I also live in Belgium, and it’s indeed very cold here. Last night it was -15 °C here in my garden and a high from -5°C over the day.
The lowest temperature measured in Belgium was -23°C last night.
This week, still a few nights will be around -10°C and he highs are forecasted to stay below freezing all day.

Ed Scott
January 7, 2009 8:29 am

Al Gore sued by over 30.000 Scientists for fraud

Jonathan
January 7, 2009 8:43 am

From this month’s Physics World in the Once a physicist: Christine Rice column:
What did you do after graduating?
I started a DPhil in the atmospheric physics department at Oxford because I had some idealistic notion of contributing to the world’s knowledge of global warming and its potential dangers. I was rather dismayed to discover how fervently scientists on both sides of the climate-change argument could argue their particular thesis and manipulate the data to prove their conclusions. It seemed a little like religious faith — if you believed a thing to be true, then it could be — and I got the distinct impression that I was about to embark on the same process. Once I got stuck into being at the computer every day, I knew this was not the right place for me.
(She’s now an Opera Singer!)

Steve Berry
January 7, 2009 8:46 am

We had -12c here in South England overnight. The coldest it’s ever been where I live in my long life was -14c back in the late 1970s. So only 2 degrees in it!

Ed Scott
January 7, 2009 8:50 am

Sustaining the Unsustainable
By Dr. Tim Ball Monday, January 5, 2009
http://canadafreepress.com/index.php/article/7334
How has the scam that humans are causing global warming worked so effectively? One answer is exploitation of fear, the technique of which was accurately explained in the late Michael Crichton’s book “State of Fear.”

Patrick Henry
January 7, 2009 9:06 am

Most of Australia has been colder than normal.
http://www.cdc.noaa.gov/map/images/fnl/sfctmpmer_01a.fnl.anim.html

Ed Scott
January 7, 2009 9:12 am

Another benefit of global warming.

• _Directives_:
• a. Retype the part of the blog comments that runs from "Al Gore sued" down to "an Opera Singer!)", with both ends included.
• b. Repeat the records word for word, everything from the start of the records down to the line containing "0 0 300 448", with that line included.

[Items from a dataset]
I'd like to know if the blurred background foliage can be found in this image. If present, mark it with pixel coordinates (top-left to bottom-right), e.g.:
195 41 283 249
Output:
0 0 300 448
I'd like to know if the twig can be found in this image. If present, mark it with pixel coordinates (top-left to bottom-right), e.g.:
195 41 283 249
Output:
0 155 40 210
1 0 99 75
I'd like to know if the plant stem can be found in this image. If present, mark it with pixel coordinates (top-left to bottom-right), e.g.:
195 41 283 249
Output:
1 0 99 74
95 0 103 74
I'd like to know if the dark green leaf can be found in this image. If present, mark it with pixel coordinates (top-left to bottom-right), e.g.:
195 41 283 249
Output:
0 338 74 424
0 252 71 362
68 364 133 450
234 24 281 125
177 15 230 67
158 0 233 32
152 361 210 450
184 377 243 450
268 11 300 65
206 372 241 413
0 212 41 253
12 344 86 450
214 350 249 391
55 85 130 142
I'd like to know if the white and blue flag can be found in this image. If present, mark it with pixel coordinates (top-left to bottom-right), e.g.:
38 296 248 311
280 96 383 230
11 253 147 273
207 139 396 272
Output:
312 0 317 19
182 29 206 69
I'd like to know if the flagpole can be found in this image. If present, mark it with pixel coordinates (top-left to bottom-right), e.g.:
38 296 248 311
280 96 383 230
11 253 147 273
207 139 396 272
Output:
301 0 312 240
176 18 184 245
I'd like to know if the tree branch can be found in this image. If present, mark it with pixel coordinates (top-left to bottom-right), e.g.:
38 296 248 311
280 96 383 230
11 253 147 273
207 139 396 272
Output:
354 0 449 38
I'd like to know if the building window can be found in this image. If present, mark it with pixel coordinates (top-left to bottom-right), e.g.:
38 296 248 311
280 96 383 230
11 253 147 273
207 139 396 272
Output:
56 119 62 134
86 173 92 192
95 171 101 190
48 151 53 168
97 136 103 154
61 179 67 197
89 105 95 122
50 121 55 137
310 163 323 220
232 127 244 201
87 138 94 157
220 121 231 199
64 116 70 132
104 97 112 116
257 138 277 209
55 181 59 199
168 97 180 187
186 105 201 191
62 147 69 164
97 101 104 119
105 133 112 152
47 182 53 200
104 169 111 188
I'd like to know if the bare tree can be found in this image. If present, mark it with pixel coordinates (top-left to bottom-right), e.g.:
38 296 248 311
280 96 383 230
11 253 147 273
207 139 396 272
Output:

• _Responses to the exercise_:
• a.
Al Gore sued by over 30.000 Scientists for fraud

Jonathan
January 7, 2009 8:43 am

From this month’s Physics World in the Once a physicist: Christine Rice column:
What did you do after graduating?
I started a DPhil in the atmospheric physics department at Oxford because I had some idealistic notion of contributing to the world’s knowledge of global warming and its potential dangers. I was rather dismayed to discover how fervently scientists on both sides of the climate-change argument could argue their particular thesis and manipulate the data to prove their conclusions. It seemed a little like religious faith — if you believed a thing to be true, then it could be — and I got the distinct impression that I was about to embark on the same process. Once I got stuck into being at the computer every day, I knew this was not the right place for me.
(She’s now an Opera Singer!)

• b.
I'd like to know if the blurred background foliage can be found in this image. If present, mark it with pixel coordinates (top-left to bottom-right), e.g.:
195 41 283 249
Output:
0 0 300 448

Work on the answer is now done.